**SHORT TASK**: Each entry below is to be duplicated verbatim.

**GIVEN INFORMATION**:
_ _ _
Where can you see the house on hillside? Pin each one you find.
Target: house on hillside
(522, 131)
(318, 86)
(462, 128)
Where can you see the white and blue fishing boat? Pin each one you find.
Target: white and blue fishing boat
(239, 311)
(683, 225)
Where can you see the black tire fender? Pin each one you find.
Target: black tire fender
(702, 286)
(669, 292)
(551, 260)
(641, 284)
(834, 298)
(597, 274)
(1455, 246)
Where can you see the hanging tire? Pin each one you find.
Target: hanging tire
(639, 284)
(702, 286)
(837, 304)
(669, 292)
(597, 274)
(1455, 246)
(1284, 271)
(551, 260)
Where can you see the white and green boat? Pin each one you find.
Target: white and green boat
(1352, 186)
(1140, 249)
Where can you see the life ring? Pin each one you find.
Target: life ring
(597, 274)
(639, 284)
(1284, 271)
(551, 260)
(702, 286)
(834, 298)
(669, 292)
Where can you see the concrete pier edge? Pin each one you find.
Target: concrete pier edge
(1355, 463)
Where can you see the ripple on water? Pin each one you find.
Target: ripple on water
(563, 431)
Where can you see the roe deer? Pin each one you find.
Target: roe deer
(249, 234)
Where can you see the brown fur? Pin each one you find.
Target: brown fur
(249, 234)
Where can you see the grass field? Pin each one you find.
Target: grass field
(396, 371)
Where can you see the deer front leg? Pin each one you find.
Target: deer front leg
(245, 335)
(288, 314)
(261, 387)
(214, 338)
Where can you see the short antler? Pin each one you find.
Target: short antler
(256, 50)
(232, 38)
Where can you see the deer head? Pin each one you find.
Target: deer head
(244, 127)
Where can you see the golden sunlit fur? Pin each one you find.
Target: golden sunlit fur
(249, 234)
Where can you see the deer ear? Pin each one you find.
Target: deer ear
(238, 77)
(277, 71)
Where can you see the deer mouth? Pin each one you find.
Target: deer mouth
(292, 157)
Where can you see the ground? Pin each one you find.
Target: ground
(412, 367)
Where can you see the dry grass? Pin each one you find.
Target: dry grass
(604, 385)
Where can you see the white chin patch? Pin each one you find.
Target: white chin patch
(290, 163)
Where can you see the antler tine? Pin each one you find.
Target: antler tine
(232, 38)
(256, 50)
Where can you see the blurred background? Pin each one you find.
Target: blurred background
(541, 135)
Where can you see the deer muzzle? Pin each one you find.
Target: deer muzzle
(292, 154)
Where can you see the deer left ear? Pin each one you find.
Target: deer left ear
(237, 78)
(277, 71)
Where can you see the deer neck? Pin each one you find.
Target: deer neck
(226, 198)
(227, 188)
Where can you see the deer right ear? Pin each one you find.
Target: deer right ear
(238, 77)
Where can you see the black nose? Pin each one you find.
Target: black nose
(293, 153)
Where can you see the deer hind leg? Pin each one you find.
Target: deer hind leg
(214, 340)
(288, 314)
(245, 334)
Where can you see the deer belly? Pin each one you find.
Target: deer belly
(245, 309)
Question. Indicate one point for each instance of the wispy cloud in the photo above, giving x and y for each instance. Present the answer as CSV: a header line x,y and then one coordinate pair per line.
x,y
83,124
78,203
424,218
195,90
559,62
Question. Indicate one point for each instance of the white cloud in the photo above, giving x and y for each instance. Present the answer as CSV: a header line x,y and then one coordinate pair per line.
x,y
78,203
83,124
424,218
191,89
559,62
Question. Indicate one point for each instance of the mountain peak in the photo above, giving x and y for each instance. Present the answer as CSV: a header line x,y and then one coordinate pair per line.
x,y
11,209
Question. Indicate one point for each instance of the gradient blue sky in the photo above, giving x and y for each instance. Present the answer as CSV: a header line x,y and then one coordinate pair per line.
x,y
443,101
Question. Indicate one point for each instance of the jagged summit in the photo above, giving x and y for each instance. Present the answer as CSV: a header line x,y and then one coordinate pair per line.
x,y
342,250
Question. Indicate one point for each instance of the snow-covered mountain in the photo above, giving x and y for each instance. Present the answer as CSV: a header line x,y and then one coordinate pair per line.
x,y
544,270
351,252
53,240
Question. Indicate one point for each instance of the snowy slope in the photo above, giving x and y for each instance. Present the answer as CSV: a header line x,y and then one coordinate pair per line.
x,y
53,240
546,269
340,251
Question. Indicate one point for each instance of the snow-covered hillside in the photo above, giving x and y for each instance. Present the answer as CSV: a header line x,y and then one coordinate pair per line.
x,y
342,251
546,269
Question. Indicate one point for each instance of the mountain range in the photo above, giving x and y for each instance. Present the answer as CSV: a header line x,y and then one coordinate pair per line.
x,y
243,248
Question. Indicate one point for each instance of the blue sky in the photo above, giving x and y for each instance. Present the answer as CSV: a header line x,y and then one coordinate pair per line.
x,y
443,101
_ _ _
**EXPECTED OUTPUT**:
Where can you see the house on hillside? Pin each one you find.
Target: house on hillside
(522, 131)
(318, 86)
(462, 128)
Where can you see the white and blue fishing boat? Pin each one you find.
Target: white and blue fishing boat
(239, 311)
(683, 225)
Where can you see the black tire fender? Pin each one you find.
Target: black tire fender
(702, 286)
(669, 292)
(551, 260)
(641, 284)
(834, 298)
(597, 274)
(1455, 246)
Where can you see the hanging tire? Pin each one you find.
Target: hanging tire
(639, 284)
(702, 286)
(837, 304)
(669, 292)
(597, 274)
(1455, 246)
(1284, 271)
(551, 260)
Where can you see the white and green boat? Pin each one you find.
Target: white and green boat
(1352, 186)
(1140, 249)
Where can you see the life ring? Pin each one you find.
Target: life ring
(597, 274)
(639, 284)
(1284, 271)
(551, 260)
(702, 286)
(834, 298)
(669, 292)
Where can you see the concrete pier edge? Pin each one you find.
Target: concrete pier edge
(1355, 463)
Where can you see the ripple on water? Pin each one you find.
Target: ripple on water
(563, 431)
Where can you see the roe deer? Pin each one you find.
Target: roe deer
(249, 234)
Where can you see the brown fur? Pin each one you find.
Target: brown fur
(249, 234)
Where can you see the grass field? Pin each one you find.
Target: grass field
(396, 371)
Where can you see the deer front leg? Pin each one you find.
Target: deer front leg
(245, 335)
(288, 314)
(261, 387)
(214, 338)
Where can you see the short antler? Pin each one you find.
Target: short antler
(256, 50)
(232, 38)
Where can you see the deer head? Pin each one you find.
Target: deer head
(244, 127)
Where can you see the golden sunlit fur? Pin each one you find.
Target: golden sunlit fur
(249, 234)
Where can you see the deer ear? Pin each one you find.
Target: deer ear
(238, 77)
(277, 71)
Where can you see the deer mouth? Pin each one you find.
Target: deer mouth
(292, 157)
Where can you see the ground? Pin each one you find.
Target: ground
(412, 367)
Where can you see the dry grass? Pin each one you find.
Target: dry grass
(604, 385)
Where can you see the white chin patch? Pin each one you find.
Target: white chin patch
(290, 163)
Where can you see the antler tine? Pin each one you find.
Target: antler tine
(232, 38)
(256, 50)
Where can you see the blurred background? Pin each one you find.
Target: blurred background
(541, 135)
Where can you see the deer muzzle? Pin each one you find.
Target: deer muzzle
(292, 154)
Where can you see the deer left ear? Pin each one you find.
Target: deer left ear
(237, 78)
(277, 71)
Where can you see the deer neck? Pin each one you find.
Target: deer neck
(226, 198)
(227, 188)
Where can you see the deer right ear? Pin each one you find.
Target: deer right ear
(238, 77)
Where can you see the black nose? Pin each one you find.
Target: black nose
(293, 153)
Where can you see the deer hind leg? Pin each one you find.
Target: deer hind leg
(214, 340)
(288, 314)
(245, 334)
Where can you see the deer belly? Pin each one you find.
Target: deer belly
(245, 309)
Question. Indicate one point for each instance of the wispy cloud in the photo above, giving x and y for each instance. Present the answer as CSV: a header line x,y and then one coordinate pair per line.
x,y
83,124
78,203
424,218
195,90
559,62
Question. Indicate one point for each instance of the white cloud in the photo above, giving x and y for each instance. Present the answer as CSV: a header line x,y and then one coordinate pair per line.
x,y
78,203
83,124
424,218
191,89
559,62
Question. Indicate one point for each instance of the mountain peak in the photo above, giving x and y for each instance. Present the answer as CSV: a header line x,y and then one coordinate pair per line.
x,y
11,209
Question. Indicate one point for each instance of the gradient blue sky in the photo above, giving x and y for each instance. Present the answer as CSV: a header line x,y and then one coordinate pair per line.
x,y
443,101
Question. Indicate one point for each instance of the jagged summit in the photo above, giving x and y for each instance. Present the answer as CSV: a header line x,y and then one coordinate pair per line.
x,y
342,250
Question. Indicate one point for each instance of the snow-covered mountain in the photo above, giving x and y for each instance. Present the answer as CSV: a header line x,y and then one coordinate pair per line.
x,y
544,270
351,252
53,240
Question. Indicate one point for each instance of the snowy slope in the photo above, giving x and y for each instance. Present the answer as CSV: a header line x,y and then one coordinate pair per line.
x,y
53,240
546,269
340,251
Question. Indicate one point for each instance of the snow-covered hillside in the photo above, giving x and y for each instance. Present the answer as CSV: a header line x,y and then one coordinate pair per line.
x,y
342,251
546,269
Question. Indicate one point for each instance of the mountain range in the photo above, giving x and y for each instance. Present the answer as CSV: a header line x,y and then one coordinate pair per line.
x,y
243,248
Question. Indicate one point for each instance of the blue sky in the photo above, giving x and y for each instance. Present the answer as CSV: a header line x,y and then one coordinate pair per line.
x,y
443,101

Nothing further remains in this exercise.